╭──
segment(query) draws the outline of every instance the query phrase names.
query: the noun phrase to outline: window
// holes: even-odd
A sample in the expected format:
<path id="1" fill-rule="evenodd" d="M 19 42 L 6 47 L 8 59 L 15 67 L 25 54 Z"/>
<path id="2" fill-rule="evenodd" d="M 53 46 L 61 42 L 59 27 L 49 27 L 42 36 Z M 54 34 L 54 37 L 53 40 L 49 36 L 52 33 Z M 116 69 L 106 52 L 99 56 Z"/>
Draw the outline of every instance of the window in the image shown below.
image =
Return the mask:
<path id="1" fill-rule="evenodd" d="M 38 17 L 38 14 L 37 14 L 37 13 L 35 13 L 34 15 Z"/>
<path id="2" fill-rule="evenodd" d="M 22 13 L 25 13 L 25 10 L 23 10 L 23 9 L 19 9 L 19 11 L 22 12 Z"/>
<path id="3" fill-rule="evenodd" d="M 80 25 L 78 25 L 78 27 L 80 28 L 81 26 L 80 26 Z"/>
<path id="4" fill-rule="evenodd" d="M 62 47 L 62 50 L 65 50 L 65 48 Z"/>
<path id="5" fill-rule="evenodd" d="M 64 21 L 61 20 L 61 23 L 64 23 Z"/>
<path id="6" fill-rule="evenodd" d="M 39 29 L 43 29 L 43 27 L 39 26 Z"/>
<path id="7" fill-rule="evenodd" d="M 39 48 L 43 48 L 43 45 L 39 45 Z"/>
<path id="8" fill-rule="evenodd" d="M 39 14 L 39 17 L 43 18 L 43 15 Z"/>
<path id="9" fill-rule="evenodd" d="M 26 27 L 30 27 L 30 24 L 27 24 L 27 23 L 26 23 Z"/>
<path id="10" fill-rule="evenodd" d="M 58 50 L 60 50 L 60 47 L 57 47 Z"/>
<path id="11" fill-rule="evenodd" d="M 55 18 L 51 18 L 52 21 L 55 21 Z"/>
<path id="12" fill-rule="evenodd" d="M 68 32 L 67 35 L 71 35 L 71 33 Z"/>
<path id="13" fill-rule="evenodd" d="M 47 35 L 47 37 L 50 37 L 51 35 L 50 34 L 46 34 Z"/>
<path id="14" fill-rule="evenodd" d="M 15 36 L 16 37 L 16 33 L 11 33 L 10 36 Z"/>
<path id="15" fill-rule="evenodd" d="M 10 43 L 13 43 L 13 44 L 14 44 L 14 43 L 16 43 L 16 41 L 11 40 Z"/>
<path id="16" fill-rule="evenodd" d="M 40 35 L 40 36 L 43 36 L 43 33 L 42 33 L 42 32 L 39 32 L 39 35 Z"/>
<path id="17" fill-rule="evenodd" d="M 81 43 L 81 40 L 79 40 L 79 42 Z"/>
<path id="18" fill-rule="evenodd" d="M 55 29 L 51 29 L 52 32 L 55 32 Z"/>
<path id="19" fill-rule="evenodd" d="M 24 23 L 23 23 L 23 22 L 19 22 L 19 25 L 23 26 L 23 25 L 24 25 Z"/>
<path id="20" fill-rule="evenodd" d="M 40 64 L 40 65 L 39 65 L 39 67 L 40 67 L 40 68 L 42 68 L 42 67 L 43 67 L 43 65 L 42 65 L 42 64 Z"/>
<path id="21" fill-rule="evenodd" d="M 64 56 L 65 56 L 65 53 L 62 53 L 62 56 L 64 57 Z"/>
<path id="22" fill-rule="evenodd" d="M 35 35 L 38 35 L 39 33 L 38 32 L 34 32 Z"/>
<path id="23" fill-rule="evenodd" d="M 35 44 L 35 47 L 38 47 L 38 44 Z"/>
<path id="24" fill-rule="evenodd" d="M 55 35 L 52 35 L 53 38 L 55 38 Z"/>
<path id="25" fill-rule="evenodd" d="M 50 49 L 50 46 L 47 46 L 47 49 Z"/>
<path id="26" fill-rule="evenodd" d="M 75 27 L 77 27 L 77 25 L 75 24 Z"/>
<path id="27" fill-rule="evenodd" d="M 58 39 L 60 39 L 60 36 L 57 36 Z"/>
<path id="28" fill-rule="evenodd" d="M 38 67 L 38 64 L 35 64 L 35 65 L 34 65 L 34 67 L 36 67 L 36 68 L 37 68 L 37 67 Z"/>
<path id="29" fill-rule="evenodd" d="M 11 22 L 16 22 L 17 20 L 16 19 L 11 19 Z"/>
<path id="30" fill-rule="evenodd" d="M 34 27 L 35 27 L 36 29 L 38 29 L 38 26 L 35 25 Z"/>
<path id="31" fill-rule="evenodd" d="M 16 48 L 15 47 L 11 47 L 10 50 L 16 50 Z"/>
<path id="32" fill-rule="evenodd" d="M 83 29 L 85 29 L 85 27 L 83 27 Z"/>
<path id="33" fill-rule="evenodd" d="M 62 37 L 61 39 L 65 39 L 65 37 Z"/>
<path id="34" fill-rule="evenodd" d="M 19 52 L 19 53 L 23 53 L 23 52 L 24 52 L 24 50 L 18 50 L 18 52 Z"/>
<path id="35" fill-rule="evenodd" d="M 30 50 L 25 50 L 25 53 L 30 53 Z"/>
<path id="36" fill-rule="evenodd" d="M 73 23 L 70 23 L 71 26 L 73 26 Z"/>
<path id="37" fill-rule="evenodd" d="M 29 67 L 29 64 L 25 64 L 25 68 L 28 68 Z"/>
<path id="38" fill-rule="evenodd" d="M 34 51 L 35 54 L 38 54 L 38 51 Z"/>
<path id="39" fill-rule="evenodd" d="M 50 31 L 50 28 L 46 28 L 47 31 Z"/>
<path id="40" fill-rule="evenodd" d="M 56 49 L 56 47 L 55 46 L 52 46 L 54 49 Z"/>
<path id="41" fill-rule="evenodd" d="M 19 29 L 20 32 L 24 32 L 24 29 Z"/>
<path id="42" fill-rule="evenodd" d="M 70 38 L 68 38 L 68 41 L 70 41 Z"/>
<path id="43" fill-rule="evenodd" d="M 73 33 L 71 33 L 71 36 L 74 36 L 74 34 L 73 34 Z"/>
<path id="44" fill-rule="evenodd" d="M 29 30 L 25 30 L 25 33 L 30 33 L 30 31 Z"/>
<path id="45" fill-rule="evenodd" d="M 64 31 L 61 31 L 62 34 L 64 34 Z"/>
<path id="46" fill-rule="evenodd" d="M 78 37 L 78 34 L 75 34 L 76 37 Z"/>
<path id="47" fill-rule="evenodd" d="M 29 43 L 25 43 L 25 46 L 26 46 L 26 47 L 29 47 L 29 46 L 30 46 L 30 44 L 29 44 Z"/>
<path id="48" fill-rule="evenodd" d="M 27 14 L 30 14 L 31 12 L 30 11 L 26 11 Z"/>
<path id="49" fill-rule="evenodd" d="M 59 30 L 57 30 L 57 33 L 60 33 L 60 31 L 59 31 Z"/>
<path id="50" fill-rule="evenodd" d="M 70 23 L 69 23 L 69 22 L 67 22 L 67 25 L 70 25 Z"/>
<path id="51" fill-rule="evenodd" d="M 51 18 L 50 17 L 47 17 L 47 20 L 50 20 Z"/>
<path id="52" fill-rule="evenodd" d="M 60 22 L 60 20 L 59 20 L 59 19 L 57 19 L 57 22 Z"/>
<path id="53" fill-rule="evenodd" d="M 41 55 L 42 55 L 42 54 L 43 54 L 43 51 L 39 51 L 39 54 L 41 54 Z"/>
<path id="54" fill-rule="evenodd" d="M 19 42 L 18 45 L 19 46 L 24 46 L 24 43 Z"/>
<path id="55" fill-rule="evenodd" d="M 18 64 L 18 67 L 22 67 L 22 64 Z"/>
╰──
Without skipping a line, print the listing once more exactly.

Answer area
segment(query) draws the outline of every instance the query phrase names.
query: the noun phrase to outline: window
// holes: even-odd
A sample in the expected format:
<path id="1" fill-rule="evenodd" d="M 19 42 L 6 47 L 8 59 L 15 67 L 25 54 Z"/>
<path id="2" fill-rule="evenodd" d="M 53 46 L 61 42 L 59 27 L 49 27 L 42 36 Z M 54 34 L 54 37 L 53 40 L 49 36 L 52 33 Z M 116 69 L 106 52 L 99 56 Z"/>
Draw the outline of every instance of the window in the image shown below.
image =
Return the mask:
<path id="1" fill-rule="evenodd" d="M 38 17 L 38 14 L 37 14 L 37 13 L 35 13 L 34 15 Z"/>
<path id="2" fill-rule="evenodd" d="M 22 13 L 25 13 L 25 10 L 23 10 L 23 9 L 19 9 L 19 11 L 22 12 Z"/>
<path id="3" fill-rule="evenodd" d="M 80 25 L 78 25 L 78 27 L 80 28 L 81 26 L 80 26 Z"/>
<path id="4" fill-rule="evenodd" d="M 62 47 L 62 50 L 65 50 L 65 48 Z"/>
<path id="5" fill-rule="evenodd" d="M 64 21 L 61 20 L 61 23 L 64 23 Z"/>
<path id="6" fill-rule="evenodd" d="M 39 29 L 43 29 L 43 27 L 39 26 Z"/>
<path id="7" fill-rule="evenodd" d="M 39 48 L 43 48 L 43 45 L 39 45 Z"/>
<path id="8" fill-rule="evenodd" d="M 39 14 L 39 17 L 43 18 L 43 15 Z"/>
<path id="9" fill-rule="evenodd" d="M 26 27 L 30 27 L 30 24 L 27 24 L 27 23 L 26 23 Z"/>
<path id="10" fill-rule="evenodd" d="M 58 50 L 60 50 L 60 47 L 57 47 Z"/>
<path id="11" fill-rule="evenodd" d="M 55 18 L 51 18 L 52 21 L 55 21 Z"/>
<path id="12" fill-rule="evenodd" d="M 68 32 L 67 35 L 71 35 L 71 33 Z"/>
<path id="13" fill-rule="evenodd" d="M 47 35 L 47 37 L 50 37 L 51 35 L 50 34 L 46 34 Z"/>
<path id="14" fill-rule="evenodd" d="M 15 36 L 16 37 L 16 33 L 11 33 L 10 36 Z"/>
<path id="15" fill-rule="evenodd" d="M 10 43 L 13 43 L 13 44 L 14 44 L 14 43 L 16 43 L 16 41 L 11 40 Z"/>
<path id="16" fill-rule="evenodd" d="M 40 35 L 40 36 L 43 36 L 43 33 L 42 33 L 42 32 L 39 32 L 39 35 Z"/>
<path id="17" fill-rule="evenodd" d="M 81 43 L 81 40 L 79 40 L 79 42 Z"/>
<path id="18" fill-rule="evenodd" d="M 55 29 L 51 29 L 52 32 L 55 32 Z"/>
<path id="19" fill-rule="evenodd" d="M 24 23 L 23 23 L 23 22 L 19 22 L 19 25 L 23 26 L 23 25 L 24 25 Z"/>
<path id="20" fill-rule="evenodd" d="M 40 64 L 40 65 L 39 65 L 39 67 L 40 67 L 40 68 L 42 68 L 42 67 L 43 67 L 43 65 L 42 65 L 42 64 Z"/>
<path id="21" fill-rule="evenodd" d="M 64 56 L 65 56 L 65 53 L 62 53 L 62 56 L 64 57 Z"/>
<path id="22" fill-rule="evenodd" d="M 35 35 L 38 35 L 39 33 L 38 32 L 34 32 Z"/>
<path id="23" fill-rule="evenodd" d="M 35 44 L 35 47 L 38 47 L 38 44 Z"/>
<path id="24" fill-rule="evenodd" d="M 55 35 L 52 35 L 53 38 L 55 38 Z"/>
<path id="25" fill-rule="evenodd" d="M 50 49 L 50 46 L 47 46 L 47 49 Z"/>
<path id="26" fill-rule="evenodd" d="M 75 27 L 77 27 L 77 25 L 75 24 Z"/>
<path id="27" fill-rule="evenodd" d="M 58 39 L 60 39 L 60 36 L 57 36 Z"/>
<path id="28" fill-rule="evenodd" d="M 38 67 L 38 64 L 35 64 L 35 65 L 34 65 L 34 67 L 36 67 L 36 68 L 37 68 L 37 67 Z"/>
<path id="29" fill-rule="evenodd" d="M 11 22 L 16 22 L 17 20 L 16 19 L 11 19 Z"/>
<path id="30" fill-rule="evenodd" d="M 34 27 L 35 27 L 36 29 L 38 29 L 38 26 L 35 25 Z"/>
<path id="31" fill-rule="evenodd" d="M 16 48 L 15 47 L 11 47 L 10 50 L 16 50 Z"/>
<path id="32" fill-rule="evenodd" d="M 83 29 L 85 29 L 85 27 L 83 27 Z"/>
<path id="33" fill-rule="evenodd" d="M 62 37 L 61 39 L 65 39 L 65 37 Z"/>
<path id="34" fill-rule="evenodd" d="M 19 52 L 19 53 L 23 53 L 23 52 L 24 52 L 24 50 L 18 50 L 18 52 Z"/>
<path id="35" fill-rule="evenodd" d="M 30 50 L 25 50 L 25 53 L 30 53 Z"/>
<path id="36" fill-rule="evenodd" d="M 73 23 L 70 23 L 71 26 L 73 26 Z"/>
<path id="37" fill-rule="evenodd" d="M 29 67 L 29 64 L 25 64 L 25 68 L 28 68 Z"/>
<path id="38" fill-rule="evenodd" d="M 34 51 L 35 54 L 38 54 L 38 51 Z"/>
<path id="39" fill-rule="evenodd" d="M 50 31 L 50 28 L 46 28 L 47 31 Z"/>
<path id="40" fill-rule="evenodd" d="M 56 49 L 56 47 L 55 46 L 52 46 L 54 49 Z"/>
<path id="41" fill-rule="evenodd" d="M 19 29 L 20 32 L 24 32 L 24 29 Z"/>
<path id="42" fill-rule="evenodd" d="M 70 38 L 68 38 L 68 41 L 70 41 Z"/>
<path id="43" fill-rule="evenodd" d="M 73 33 L 71 33 L 71 36 L 74 36 L 74 34 L 73 34 Z"/>
<path id="44" fill-rule="evenodd" d="M 29 30 L 25 30 L 25 33 L 30 33 L 30 31 Z"/>
<path id="45" fill-rule="evenodd" d="M 64 31 L 61 31 L 62 34 L 64 34 Z"/>
<path id="46" fill-rule="evenodd" d="M 78 37 L 78 34 L 75 34 L 76 37 Z"/>
<path id="47" fill-rule="evenodd" d="M 29 43 L 25 43 L 25 46 L 26 46 L 26 47 L 29 47 L 29 46 L 30 46 L 30 44 L 29 44 Z"/>
<path id="48" fill-rule="evenodd" d="M 27 14 L 30 14 L 31 12 L 30 11 L 26 11 Z"/>
<path id="49" fill-rule="evenodd" d="M 59 30 L 57 30 L 57 33 L 60 33 L 60 31 L 59 31 Z"/>
<path id="50" fill-rule="evenodd" d="M 70 23 L 69 23 L 69 22 L 67 22 L 67 25 L 70 25 Z"/>
<path id="51" fill-rule="evenodd" d="M 51 18 L 50 17 L 47 17 L 47 20 L 50 20 Z"/>
<path id="52" fill-rule="evenodd" d="M 60 22 L 60 20 L 59 20 L 59 19 L 57 19 L 57 22 Z"/>
<path id="53" fill-rule="evenodd" d="M 41 55 L 42 55 L 42 54 L 43 54 L 43 51 L 39 51 L 39 54 L 41 54 Z"/>
<path id="54" fill-rule="evenodd" d="M 19 42 L 18 45 L 19 46 L 24 46 L 24 43 Z"/>
<path id="55" fill-rule="evenodd" d="M 18 64 L 18 67 L 22 67 L 22 64 Z"/>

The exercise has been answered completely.